What you should do:
Copy every one of the entries below word for word, keeping each line as it appears.

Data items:
<<<<

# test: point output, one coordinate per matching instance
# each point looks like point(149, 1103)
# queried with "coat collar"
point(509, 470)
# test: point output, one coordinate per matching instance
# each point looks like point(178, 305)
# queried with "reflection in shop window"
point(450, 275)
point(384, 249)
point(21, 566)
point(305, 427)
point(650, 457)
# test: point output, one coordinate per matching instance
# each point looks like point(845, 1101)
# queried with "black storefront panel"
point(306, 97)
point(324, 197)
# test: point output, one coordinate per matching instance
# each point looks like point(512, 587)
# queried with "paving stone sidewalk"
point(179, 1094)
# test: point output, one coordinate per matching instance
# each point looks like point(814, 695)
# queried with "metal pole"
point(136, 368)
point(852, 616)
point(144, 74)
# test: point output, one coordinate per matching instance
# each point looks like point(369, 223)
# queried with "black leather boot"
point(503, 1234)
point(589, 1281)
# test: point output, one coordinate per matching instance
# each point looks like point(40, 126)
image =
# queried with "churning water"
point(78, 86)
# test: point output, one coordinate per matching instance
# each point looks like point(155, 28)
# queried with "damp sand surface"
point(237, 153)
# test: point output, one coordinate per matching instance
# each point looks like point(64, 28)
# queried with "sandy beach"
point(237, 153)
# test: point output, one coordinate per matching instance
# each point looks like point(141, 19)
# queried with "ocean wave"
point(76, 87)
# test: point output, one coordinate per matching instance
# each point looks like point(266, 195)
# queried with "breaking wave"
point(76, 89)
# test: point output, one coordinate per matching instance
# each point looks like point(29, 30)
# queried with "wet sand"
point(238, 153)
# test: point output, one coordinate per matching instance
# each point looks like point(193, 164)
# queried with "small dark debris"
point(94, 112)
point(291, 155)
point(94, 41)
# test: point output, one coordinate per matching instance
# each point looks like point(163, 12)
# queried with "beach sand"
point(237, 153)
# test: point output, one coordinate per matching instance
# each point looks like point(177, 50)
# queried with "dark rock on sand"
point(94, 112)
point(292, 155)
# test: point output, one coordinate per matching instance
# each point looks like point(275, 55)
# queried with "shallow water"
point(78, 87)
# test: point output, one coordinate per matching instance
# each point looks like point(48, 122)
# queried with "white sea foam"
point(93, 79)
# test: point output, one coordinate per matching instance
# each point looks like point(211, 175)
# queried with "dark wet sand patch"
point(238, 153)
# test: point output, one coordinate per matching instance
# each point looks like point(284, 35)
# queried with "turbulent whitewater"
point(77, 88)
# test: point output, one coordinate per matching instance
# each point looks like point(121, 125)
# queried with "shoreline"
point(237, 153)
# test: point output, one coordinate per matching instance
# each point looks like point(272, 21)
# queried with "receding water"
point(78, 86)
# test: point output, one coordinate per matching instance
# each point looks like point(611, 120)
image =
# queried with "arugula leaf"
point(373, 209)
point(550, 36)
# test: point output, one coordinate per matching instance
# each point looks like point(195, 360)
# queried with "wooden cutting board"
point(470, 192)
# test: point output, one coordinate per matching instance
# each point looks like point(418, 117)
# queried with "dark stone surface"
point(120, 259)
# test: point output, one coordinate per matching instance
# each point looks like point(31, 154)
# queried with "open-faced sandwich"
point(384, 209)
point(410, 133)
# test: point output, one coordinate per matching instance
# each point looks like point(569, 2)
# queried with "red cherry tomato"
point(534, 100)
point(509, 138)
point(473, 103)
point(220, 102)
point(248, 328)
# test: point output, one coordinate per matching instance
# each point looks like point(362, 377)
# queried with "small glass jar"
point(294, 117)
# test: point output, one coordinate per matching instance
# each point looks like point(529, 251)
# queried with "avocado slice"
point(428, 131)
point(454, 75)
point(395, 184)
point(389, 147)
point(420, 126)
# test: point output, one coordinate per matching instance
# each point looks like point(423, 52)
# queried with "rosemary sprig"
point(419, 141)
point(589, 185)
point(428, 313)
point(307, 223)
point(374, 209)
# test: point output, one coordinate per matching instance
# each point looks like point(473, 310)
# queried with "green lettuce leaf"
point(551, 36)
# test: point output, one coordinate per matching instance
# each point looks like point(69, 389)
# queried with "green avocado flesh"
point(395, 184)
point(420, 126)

>>>>

Solution for this problem:
# test: point output, one coordinate per matching instance
# each point looks like point(149, 1103)
# queried with "coat collar"
point(509, 470)
# test: point output, one coordinate per matching instance
# each point looks like point(178, 305)
# queried with "reflection in shop window"
point(450, 275)
point(384, 249)
point(21, 566)
point(305, 427)
point(650, 457)
# test: point output, one coordinate per matching instance
# each point looks like point(845, 1101)
# queried with "black storefront panel"
point(306, 97)
point(324, 197)
# test: point output, one coordinate per matching instance
# each point looks like point(512, 587)
# queried with "paving stone sidewalk"
point(179, 1094)
# test: point output, one coordinate per matching instance
# each point looks like point(814, 695)
# queried with "metal pole"
point(136, 368)
point(852, 616)
point(144, 74)
# test: point output, one coordinate per matching instance
# each point looks like point(369, 223)
# queried with "black leather boot"
point(503, 1234)
point(589, 1281)
# test: point output, one coordinate per matching instance
# each point looks like point(40, 126)
image =
# queried with "churning water"
point(78, 86)
# test: point output, one coordinate per matching instance
# each point looks like point(155, 28)
# queried with "damp sand surface"
point(237, 153)
# test: point output, one coordinate per matching instance
# each point looks like point(64, 28)
# queried with "sandy beach"
point(237, 153)
# test: point output, one coordinate per matching instance
# each point looks like point(141, 19)
# queried with "ocean wave"
point(76, 87)
# test: point output, one coordinate per matching instance
# each point looks like point(266, 195)
# queried with "breaking wave"
point(76, 89)
# test: point output, one coordinate per matching instance
# each point looks like point(29, 30)
# queried with "wet sand"
point(238, 153)
# test: point output, one coordinate per matching instance
# each point looks like point(193, 164)
# queried with "small dark debris"
point(94, 112)
point(291, 155)
point(94, 41)
# test: point output, one coordinate per matching instance
# each point looks like point(163, 12)
# queried with "beach sand"
point(237, 153)
# test: point output, one coordinate per matching instance
# each point looks like point(177, 50)
# queried with "dark rock on sand"
point(94, 112)
point(292, 155)
# test: point output, one coordinate per matching instance
# each point looks like point(275, 55)
# queried with "shallow water"
point(78, 87)
# test: point output, one coordinate per matching instance
# each point looks like point(48, 122)
# queried with "white sea foam"
point(93, 79)
# test: point output, one coordinate per matching instance
# each point looks like point(211, 175)
# queried with "dark wet sand patch"
point(238, 153)
# test: point output, one coordinate per matching instance
# each point looks like point(284, 35)
# queried with "turbulent whitewater"
point(77, 88)
# test: point output, one coordinate per matching instance
# each point looks like point(121, 125)
# queried with "shoreline"
point(237, 153)
# test: point output, one coordinate per matching instance
# each point looks like point(272, 21)
# queried with "receding water"
point(78, 86)
# test: point output, one coordinate per matching instance
# each point looks like point(611, 120)
image =
# queried with "arugula leaf"
point(373, 209)
point(550, 36)
# test: point output, one coordinate per matching instance
# each point looks like point(195, 360)
# queried with "wooden cutting board"
point(470, 192)
# test: point output, one coordinate per matching instance
# each point looks like point(418, 117)
# queried with "dark stone surface"
point(120, 259)
# test: point output, one coordinate per matching instance
# each point looks like point(31, 154)
# queried with "open-faced sandwich"
point(384, 209)
point(410, 133)
# test: point output, one coordinate per matching instance
# each point looks like point(569, 2)
# queried with "red cherry tomato"
point(534, 100)
point(509, 138)
point(473, 103)
point(220, 102)
point(248, 328)
# test: point output, one coordinate per matching instance
# each point looks like point(362, 377)
# queried with "small glass jar"
point(294, 117)
# test: point output, one coordinate per matching instance
# each point looks like point(529, 251)
# queried with "avocado slice"
point(428, 131)
point(454, 75)
point(395, 184)
point(389, 147)
point(420, 126)
# test: point output, one coordinate per matching instance
# each point looks like point(423, 52)
# queried with "rosemary sprig"
point(419, 141)
point(589, 185)
point(428, 313)
point(307, 223)
point(374, 209)
# test: point output, one coordinate per matching instance
# each point looks like point(473, 310)
# queried with "green lettuce leaf"
point(551, 36)
# test: point output, one coordinate per matching instance
# each point looks like point(69, 389)
# queried with "green avocado flesh"
point(395, 184)
point(420, 126)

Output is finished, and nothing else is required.